Pick out every line of the listing below that contains the word "island" and copy each one. Case counts.

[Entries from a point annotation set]
· · ·
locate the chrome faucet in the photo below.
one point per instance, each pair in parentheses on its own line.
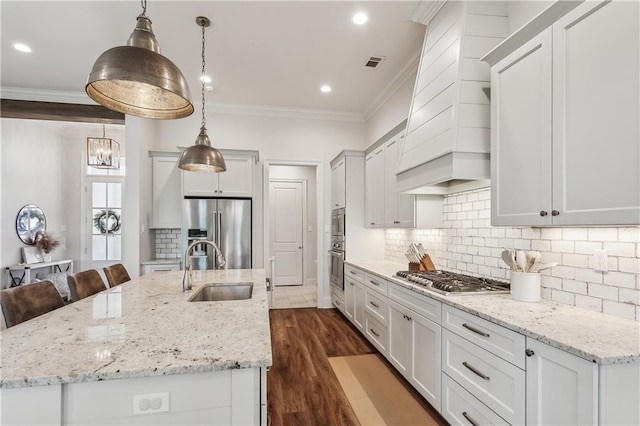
(186,281)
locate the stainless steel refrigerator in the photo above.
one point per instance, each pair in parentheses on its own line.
(227,222)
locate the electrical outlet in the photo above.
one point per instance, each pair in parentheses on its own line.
(149,403)
(600,260)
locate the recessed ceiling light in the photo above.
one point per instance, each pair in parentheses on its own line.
(359,18)
(22,47)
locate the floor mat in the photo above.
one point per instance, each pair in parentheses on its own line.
(375,394)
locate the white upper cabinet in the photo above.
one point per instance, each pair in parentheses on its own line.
(565,128)
(236,181)
(448,130)
(166,198)
(338,184)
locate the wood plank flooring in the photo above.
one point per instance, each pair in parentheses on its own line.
(301,386)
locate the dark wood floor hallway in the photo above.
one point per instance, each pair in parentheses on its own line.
(301,386)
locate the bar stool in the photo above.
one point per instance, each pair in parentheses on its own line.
(28,301)
(116,274)
(84,284)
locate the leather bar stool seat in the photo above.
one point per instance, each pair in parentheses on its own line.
(28,301)
(84,284)
(116,274)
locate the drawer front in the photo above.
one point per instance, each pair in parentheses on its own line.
(376,305)
(376,283)
(424,305)
(459,407)
(354,273)
(376,333)
(497,383)
(507,344)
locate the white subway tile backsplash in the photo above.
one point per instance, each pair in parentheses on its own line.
(467,243)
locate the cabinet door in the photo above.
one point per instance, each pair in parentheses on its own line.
(338,184)
(237,181)
(596,103)
(521,135)
(200,184)
(399,209)
(167,206)
(426,358)
(374,189)
(399,338)
(562,389)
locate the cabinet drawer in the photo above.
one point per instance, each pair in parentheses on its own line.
(507,344)
(375,283)
(376,305)
(494,381)
(376,333)
(425,306)
(354,273)
(459,407)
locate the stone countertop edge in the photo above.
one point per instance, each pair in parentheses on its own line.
(595,336)
(142,328)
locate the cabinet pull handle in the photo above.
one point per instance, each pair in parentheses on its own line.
(475,330)
(485,377)
(469,419)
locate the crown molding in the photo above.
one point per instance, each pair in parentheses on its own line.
(426,10)
(24,94)
(407,72)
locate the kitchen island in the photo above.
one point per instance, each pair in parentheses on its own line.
(141,353)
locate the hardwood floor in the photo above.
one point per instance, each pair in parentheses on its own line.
(301,386)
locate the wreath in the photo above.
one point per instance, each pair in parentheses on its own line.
(107,221)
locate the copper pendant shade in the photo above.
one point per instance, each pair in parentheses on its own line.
(136,79)
(202,157)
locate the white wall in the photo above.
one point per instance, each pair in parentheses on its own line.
(307,173)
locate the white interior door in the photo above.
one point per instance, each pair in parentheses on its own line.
(286,217)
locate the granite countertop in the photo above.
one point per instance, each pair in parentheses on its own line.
(597,337)
(142,328)
(162,262)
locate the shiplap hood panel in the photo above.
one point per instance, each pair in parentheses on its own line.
(448,136)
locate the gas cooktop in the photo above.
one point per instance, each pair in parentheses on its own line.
(446,283)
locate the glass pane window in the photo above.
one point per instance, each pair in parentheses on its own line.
(106,229)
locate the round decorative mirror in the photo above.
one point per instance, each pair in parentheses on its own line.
(29,221)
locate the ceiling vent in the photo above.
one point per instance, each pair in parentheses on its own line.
(374,61)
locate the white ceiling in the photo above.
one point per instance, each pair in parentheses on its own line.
(262,53)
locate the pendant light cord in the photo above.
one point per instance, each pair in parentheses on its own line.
(204,121)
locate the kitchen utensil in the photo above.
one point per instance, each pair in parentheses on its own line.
(537,267)
(521,260)
(506,257)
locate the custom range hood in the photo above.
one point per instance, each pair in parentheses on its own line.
(447,143)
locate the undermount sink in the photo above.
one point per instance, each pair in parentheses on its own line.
(217,292)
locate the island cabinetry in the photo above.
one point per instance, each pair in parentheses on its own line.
(338,184)
(237,181)
(165,183)
(415,341)
(561,388)
(559,113)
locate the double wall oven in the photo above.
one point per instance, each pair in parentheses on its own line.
(337,248)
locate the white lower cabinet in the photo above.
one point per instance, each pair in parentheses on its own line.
(414,349)
(562,389)
(354,302)
(459,407)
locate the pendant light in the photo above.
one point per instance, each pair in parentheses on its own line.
(202,157)
(136,79)
(103,153)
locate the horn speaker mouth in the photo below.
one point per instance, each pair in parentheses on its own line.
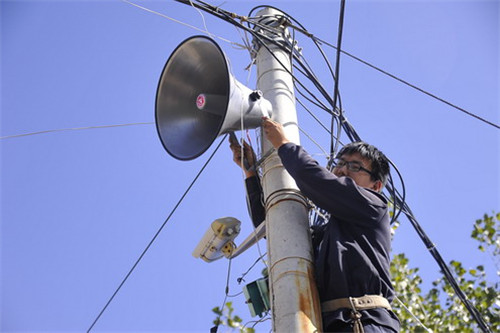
· · ·
# RESULT FOR THIS EXERCISE
locate the kitchen island in the photo above.
locate the island cabinetry in the photo above.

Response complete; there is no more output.